>> begin

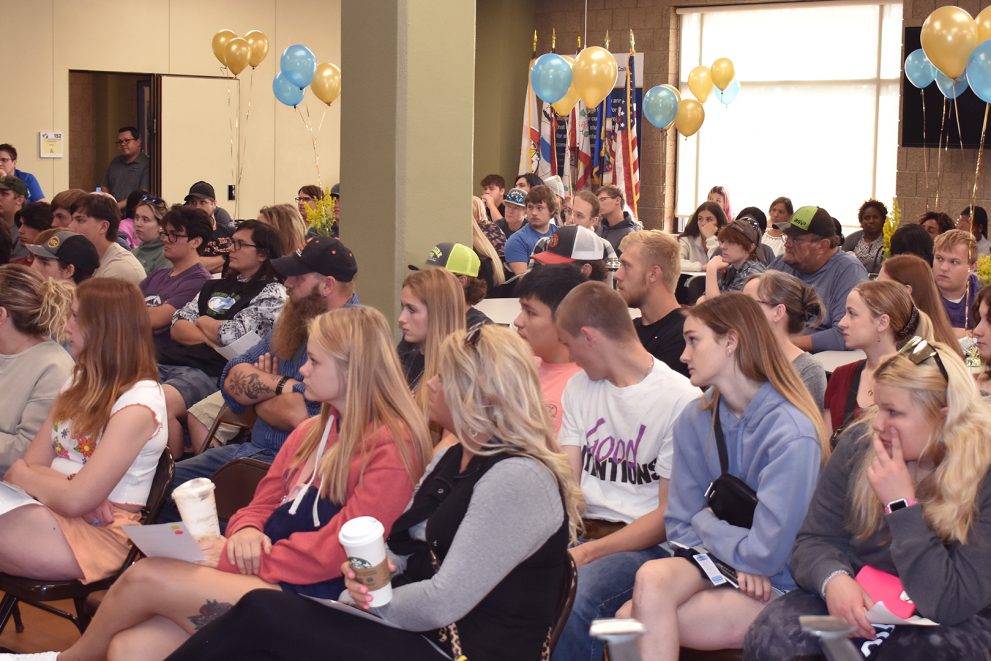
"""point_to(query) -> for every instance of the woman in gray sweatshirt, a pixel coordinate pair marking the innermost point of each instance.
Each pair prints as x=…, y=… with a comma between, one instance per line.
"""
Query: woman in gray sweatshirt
x=907, y=492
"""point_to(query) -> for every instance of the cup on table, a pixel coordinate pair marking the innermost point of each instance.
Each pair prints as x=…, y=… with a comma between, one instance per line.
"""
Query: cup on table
x=198, y=507
x=363, y=539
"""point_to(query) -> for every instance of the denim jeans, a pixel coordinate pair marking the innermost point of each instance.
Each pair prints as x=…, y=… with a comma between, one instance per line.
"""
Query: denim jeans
x=603, y=586
x=205, y=465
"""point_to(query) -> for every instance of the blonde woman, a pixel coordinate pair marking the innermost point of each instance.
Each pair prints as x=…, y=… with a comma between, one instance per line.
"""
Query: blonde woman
x=92, y=462
x=288, y=223
x=908, y=492
x=480, y=554
x=774, y=439
x=361, y=456
x=33, y=366
x=433, y=307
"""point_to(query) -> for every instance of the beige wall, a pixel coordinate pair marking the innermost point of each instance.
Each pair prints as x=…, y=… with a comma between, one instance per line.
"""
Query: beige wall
x=50, y=37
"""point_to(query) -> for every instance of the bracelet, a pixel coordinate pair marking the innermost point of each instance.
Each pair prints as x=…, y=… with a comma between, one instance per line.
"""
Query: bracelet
x=831, y=576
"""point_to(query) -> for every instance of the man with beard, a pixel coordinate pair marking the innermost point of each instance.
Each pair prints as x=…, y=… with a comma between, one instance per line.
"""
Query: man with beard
x=319, y=277
x=649, y=267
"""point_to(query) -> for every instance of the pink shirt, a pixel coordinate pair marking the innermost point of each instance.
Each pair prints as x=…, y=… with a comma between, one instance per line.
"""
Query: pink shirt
x=553, y=378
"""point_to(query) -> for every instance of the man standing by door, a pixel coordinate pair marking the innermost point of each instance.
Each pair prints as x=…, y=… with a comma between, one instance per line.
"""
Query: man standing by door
x=130, y=170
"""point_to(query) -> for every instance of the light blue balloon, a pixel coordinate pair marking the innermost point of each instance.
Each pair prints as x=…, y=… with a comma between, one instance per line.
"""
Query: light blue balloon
x=551, y=77
x=660, y=105
x=950, y=88
x=728, y=95
x=299, y=65
x=286, y=92
x=919, y=70
x=979, y=71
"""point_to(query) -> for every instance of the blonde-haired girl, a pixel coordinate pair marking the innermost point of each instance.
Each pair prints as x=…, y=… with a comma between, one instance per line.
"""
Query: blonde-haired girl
x=360, y=457
x=907, y=491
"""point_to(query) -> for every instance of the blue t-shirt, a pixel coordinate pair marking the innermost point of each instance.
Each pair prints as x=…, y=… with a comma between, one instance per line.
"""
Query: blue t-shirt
x=34, y=188
x=521, y=243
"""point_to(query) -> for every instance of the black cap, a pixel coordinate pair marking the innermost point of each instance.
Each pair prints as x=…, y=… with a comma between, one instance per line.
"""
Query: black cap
x=69, y=247
x=324, y=255
x=201, y=190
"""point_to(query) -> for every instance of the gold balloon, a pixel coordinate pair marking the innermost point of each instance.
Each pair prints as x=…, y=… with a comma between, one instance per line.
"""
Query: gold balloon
x=326, y=83
x=258, y=43
x=700, y=83
x=984, y=25
x=219, y=44
x=690, y=116
x=948, y=37
x=566, y=104
x=238, y=52
x=595, y=73
x=722, y=73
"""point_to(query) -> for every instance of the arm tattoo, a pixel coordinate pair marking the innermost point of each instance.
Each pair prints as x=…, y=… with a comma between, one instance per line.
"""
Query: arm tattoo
x=209, y=612
x=251, y=386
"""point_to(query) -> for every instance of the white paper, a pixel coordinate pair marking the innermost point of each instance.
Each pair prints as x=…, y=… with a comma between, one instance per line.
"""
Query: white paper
x=879, y=614
x=165, y=540
x=239, y=346
x=12, y=497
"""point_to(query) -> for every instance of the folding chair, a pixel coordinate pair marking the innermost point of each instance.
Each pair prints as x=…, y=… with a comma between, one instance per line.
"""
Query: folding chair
x=38, y=591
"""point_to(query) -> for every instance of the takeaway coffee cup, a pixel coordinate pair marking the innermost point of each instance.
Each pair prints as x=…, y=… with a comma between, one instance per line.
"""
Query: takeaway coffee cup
x=364, y=543
x=197, y=507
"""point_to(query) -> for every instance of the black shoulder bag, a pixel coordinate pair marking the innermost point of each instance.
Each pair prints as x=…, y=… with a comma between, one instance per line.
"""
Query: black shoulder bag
x=730, y=498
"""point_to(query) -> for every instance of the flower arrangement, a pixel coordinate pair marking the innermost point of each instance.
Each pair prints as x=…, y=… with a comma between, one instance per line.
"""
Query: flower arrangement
x=891, y=223
x=320, y=218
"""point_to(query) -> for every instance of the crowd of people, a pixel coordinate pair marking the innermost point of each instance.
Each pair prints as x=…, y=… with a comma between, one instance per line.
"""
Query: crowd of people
x=693, y=460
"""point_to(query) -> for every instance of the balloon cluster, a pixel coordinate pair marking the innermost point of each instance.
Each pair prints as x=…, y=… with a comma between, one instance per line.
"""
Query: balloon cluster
x=955, y=53
x=235, y=53
x=299, y=69
x=663, y=105
x=561, y=80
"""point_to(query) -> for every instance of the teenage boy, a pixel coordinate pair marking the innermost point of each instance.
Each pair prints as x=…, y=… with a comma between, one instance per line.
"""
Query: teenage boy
x=540, y=293
x=540, y=208
x=954, y=262
x=617, y=432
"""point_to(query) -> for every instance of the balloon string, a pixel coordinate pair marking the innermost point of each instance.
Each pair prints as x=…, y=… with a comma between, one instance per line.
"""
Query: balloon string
x=980, y=152
x=313, y=140
x=939, y=152
x=925, y=149
x=244, y=139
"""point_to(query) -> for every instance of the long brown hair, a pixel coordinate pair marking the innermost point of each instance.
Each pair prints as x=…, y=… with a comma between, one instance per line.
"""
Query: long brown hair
x=360, y=342
x=759, y=357
x=913, y=272
x=118, y=351
x=441, y=292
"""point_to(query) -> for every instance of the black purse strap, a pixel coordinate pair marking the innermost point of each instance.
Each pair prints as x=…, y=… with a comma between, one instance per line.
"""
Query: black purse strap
x=717, y=428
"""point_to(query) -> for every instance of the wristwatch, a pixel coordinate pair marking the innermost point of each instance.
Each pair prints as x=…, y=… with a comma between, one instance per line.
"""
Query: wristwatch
x=899, y=504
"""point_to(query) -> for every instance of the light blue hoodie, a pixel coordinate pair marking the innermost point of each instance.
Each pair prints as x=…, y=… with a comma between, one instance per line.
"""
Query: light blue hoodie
x=773, y=448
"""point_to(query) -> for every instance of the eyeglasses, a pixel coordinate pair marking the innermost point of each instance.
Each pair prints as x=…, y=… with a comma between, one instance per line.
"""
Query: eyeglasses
x=473, y=335
x=919, y=351
x=239, y=244
x=172, y=236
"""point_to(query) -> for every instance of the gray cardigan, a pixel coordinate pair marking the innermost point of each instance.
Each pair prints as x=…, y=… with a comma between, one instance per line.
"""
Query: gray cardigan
x=948, y=583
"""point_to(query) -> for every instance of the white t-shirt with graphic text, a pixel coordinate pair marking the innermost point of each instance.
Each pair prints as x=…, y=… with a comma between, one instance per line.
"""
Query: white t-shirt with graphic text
x=626, y=439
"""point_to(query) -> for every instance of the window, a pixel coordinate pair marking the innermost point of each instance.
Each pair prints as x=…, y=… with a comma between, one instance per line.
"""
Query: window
x=817, y=116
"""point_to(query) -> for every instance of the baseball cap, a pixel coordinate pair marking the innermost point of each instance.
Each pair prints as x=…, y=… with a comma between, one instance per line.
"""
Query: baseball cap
x=13, y=183
x=516, y=196
x=457, y=258
x=201, y=190
x=810, y=220
x=69, y=247
x=570, y=243
x=322, y=254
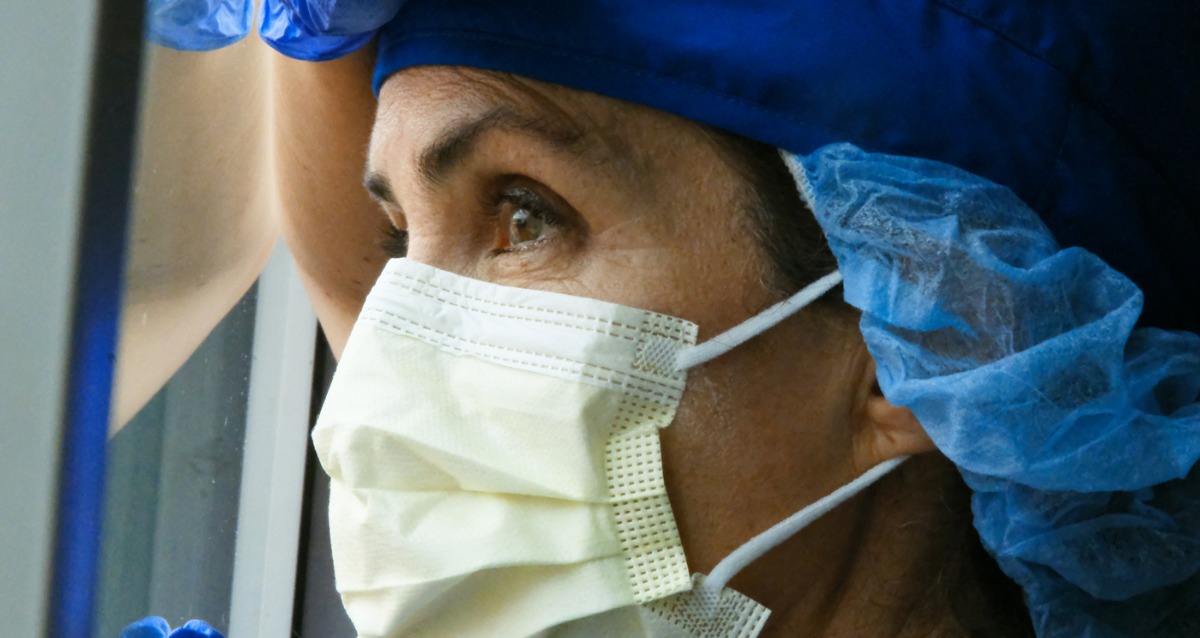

>> end

> _What you should do_
Could you reproduce, unchanged, the part of the rows that opens with the line containing "blue balloon, a" and closes with the line containing "x=979, y=71", with both of those lines included?

> _Solved problem_
"""point_to(query) -> for every instance of the light blue balloon, a pixel coordinate pair marking the innermost point of each instance.
Each pair prints as x=…, y=… with a comma between, one instance per line.
"""
Query: light blue balloon
x=551, y=77
x=660, y=105
x=950, y=88
x=728, y=95
x=299, y=65
x=286, y=92
x=919, y=70
x=979, y=71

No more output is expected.